*Given passage*.
Sustainment Brigade prepares units for future family readiness group

By Master Sgt. Kap Kim, 10th Mountain Division PAO NCOICApril 7, 2016

Sustainment Brigade prepares units for future family readiness group
(Photo Credit: U.S. Army) VIEW ORIGINAL

FORT DRUM, N.Y. (April 7, 2016) -- Most of the command teams and family readiness leaders within the 10th Mountain Division Sustainment Brigade got together Thursday for a discussion about family readiness group-related subjects during its "Muleskinner Roundup" at the Main Post Chapel.

This was the first time since its redeployment from Afghanistan that the brigade got together for a family readiness symposium. It also is preparing for a time when more family readiness support assistants will transition out of the battalions and brigades, and command teams will rely more and more on building on the systems that were established through the years.

"Today's goal is to get away from work and home and to be able to focus on family readiness issues," said Dr. Debra Gillum, 10th Mountain Division Sustainment Brigade family readiness adviser. "We want to be able to use this as a springboard for new ideas."

*Supplied material*.
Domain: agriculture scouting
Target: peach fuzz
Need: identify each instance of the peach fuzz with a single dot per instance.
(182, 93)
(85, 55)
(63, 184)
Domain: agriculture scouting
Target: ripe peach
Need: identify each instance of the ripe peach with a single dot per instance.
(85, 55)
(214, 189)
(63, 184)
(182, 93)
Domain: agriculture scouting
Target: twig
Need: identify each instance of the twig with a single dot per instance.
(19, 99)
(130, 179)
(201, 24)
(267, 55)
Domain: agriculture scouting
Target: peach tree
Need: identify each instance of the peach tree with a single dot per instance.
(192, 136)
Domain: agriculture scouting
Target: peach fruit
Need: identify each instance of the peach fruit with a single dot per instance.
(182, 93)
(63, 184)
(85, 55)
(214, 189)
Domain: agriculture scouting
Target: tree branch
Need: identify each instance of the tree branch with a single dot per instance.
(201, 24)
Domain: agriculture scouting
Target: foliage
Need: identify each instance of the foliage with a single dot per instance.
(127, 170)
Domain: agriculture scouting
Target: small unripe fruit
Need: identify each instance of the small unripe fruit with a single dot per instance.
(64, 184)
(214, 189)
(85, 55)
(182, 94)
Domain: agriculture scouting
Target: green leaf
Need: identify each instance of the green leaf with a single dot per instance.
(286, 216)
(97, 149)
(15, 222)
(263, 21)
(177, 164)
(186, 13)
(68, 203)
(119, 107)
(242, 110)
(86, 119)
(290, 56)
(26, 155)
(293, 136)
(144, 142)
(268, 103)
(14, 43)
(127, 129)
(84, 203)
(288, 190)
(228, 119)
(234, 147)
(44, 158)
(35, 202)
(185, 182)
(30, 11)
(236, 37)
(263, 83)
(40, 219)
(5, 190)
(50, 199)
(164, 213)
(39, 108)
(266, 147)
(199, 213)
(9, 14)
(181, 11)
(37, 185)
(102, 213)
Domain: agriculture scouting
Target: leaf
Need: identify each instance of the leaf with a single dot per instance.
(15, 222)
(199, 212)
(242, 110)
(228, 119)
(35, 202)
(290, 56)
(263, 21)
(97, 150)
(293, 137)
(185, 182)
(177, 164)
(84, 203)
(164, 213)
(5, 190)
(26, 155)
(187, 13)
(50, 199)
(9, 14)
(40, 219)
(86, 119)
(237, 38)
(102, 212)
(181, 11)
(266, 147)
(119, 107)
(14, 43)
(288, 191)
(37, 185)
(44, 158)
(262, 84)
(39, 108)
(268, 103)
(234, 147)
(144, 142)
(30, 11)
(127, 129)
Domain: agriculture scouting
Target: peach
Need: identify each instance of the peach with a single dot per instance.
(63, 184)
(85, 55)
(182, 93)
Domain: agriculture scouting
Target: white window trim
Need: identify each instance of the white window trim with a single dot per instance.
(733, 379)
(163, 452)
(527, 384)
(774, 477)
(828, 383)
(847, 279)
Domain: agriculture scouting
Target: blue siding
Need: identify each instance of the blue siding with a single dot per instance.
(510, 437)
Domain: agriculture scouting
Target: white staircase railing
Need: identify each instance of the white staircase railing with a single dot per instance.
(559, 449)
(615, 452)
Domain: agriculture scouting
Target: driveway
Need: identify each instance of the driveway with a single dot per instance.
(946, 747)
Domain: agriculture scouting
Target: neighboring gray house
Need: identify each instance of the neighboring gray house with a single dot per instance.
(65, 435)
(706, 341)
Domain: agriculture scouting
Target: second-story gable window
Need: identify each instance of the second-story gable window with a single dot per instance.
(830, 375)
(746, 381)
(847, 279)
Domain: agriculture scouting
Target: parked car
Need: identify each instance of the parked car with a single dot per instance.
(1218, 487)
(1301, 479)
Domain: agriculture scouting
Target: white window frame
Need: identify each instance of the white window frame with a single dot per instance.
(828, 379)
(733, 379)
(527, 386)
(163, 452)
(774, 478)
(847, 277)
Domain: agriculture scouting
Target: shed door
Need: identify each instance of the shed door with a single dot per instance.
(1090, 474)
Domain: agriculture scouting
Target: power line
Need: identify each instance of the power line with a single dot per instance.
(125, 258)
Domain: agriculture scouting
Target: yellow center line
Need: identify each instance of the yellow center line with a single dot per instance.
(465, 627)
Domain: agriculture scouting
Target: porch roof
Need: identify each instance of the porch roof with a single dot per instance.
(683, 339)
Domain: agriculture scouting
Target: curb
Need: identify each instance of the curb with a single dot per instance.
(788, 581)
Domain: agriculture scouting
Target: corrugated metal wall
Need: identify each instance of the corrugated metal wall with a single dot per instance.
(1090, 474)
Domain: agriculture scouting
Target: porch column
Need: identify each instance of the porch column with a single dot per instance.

*Description of the task*. In the Sustainment Brigade article above, print the passage word for word, starting at "FORT DRUM, N.Y." and ending at "through the years.".

*Answer to this problem*.
FORT DRUM, N.Y. (April 7, 2016) -- Most of the command teams and family readiness leaders within the 10th Mountain Division Sustainment Brigade got together Thursday for a discussion about family readiness group-related subjects during its "Muleskinner Roundup" at the Main Post Chapel.

This was the first time since its redeployment from Afghanistan that the brigade got together for a family readiness symposium. It also is preparing for a time when more family readiness support assistants will transition out of the battalions and brigades, and command teams will rely more and more on building on the systems that were established through the years.